WHAT YOU WILL DO:
Across the records below, count every line that contains the string "yellow", then report the count alone.
== INFORMATION PROVIDED
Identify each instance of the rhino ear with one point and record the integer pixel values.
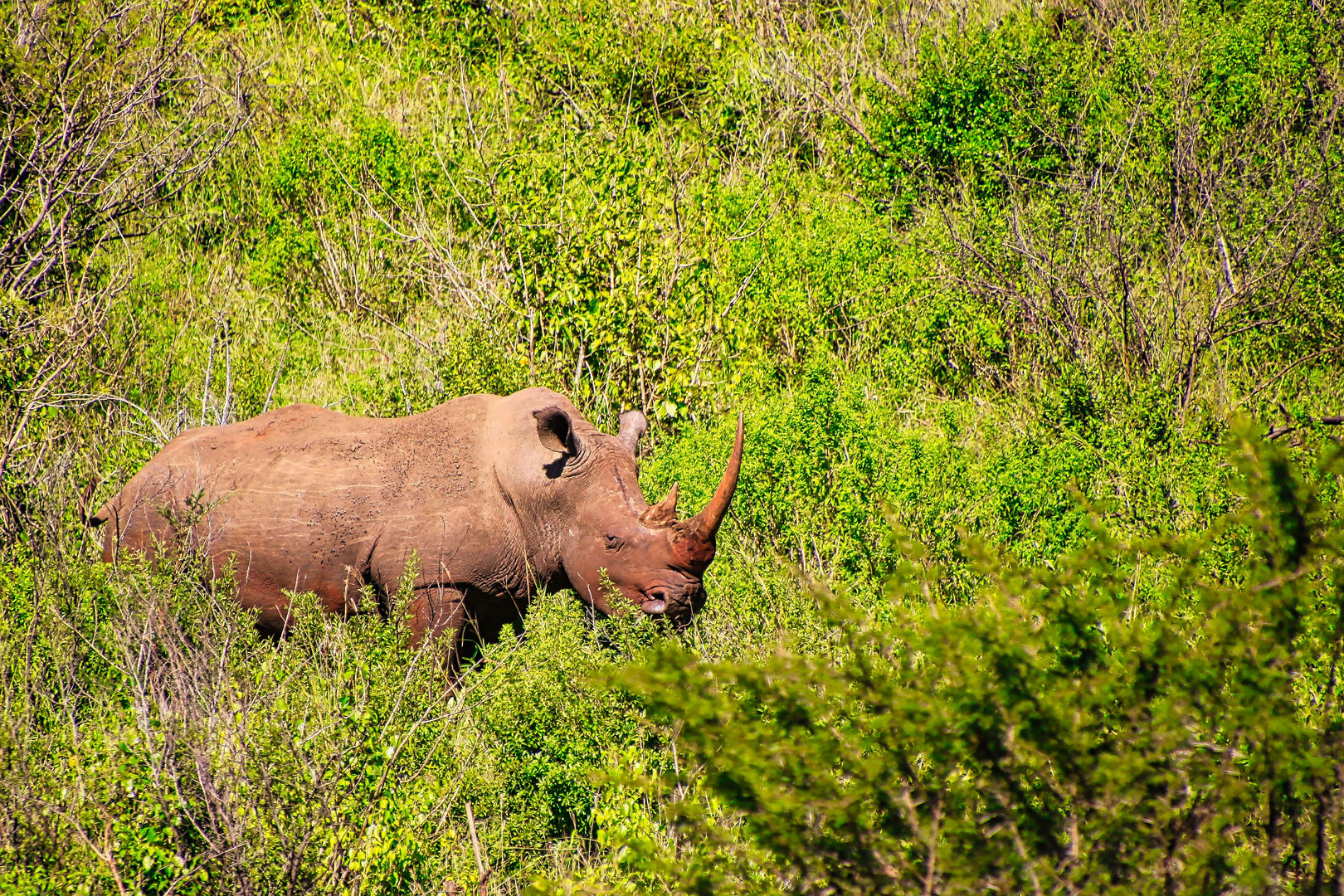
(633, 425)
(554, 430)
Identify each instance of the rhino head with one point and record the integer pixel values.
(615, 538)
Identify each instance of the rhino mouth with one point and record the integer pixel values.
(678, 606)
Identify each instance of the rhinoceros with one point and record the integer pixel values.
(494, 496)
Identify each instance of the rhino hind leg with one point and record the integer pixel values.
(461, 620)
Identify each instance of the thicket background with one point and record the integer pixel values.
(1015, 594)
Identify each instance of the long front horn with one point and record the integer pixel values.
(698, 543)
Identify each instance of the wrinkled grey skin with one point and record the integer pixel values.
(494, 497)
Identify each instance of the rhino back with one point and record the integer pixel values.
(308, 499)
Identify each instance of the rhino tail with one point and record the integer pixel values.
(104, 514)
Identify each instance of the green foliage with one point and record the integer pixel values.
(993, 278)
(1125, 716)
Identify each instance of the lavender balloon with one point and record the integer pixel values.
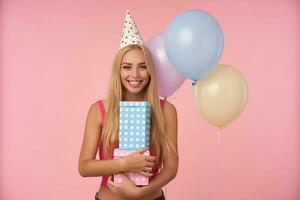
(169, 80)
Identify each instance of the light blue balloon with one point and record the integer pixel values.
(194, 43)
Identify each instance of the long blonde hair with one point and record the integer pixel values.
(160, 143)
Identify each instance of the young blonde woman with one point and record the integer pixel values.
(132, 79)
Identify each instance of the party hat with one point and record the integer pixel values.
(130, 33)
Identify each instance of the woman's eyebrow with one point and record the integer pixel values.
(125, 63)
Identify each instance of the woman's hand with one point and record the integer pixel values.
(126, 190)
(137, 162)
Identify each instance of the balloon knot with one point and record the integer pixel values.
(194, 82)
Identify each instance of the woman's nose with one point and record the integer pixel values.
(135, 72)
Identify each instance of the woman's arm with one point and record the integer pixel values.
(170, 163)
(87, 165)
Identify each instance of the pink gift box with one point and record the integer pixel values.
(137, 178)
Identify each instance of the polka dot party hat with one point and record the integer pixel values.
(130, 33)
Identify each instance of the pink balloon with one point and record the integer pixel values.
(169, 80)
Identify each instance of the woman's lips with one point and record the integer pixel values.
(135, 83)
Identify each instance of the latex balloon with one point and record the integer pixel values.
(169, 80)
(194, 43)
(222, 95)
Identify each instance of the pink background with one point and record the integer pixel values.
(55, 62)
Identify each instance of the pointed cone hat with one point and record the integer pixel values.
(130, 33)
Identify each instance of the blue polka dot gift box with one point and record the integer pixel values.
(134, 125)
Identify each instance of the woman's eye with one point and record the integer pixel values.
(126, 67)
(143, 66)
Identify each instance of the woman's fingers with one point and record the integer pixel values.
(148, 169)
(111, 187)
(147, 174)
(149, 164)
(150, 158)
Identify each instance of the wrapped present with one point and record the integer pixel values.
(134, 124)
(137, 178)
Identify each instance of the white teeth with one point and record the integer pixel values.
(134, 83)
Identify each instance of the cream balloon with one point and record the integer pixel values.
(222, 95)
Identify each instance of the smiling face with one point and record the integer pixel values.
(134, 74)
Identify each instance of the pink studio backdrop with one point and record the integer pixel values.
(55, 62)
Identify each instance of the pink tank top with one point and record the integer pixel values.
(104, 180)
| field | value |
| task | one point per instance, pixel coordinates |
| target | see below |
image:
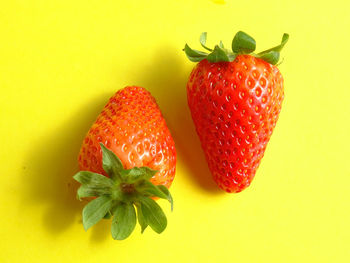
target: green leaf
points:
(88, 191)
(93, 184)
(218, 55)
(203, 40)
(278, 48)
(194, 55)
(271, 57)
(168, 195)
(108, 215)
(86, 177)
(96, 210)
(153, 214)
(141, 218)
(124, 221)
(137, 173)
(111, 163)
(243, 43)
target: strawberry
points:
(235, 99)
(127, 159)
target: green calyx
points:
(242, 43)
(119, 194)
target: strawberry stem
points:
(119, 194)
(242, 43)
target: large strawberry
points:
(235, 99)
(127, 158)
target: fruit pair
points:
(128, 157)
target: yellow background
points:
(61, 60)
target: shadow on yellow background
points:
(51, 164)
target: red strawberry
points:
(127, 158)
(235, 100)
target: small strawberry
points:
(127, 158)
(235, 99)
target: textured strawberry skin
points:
====
WRITTEN ANSWER:
2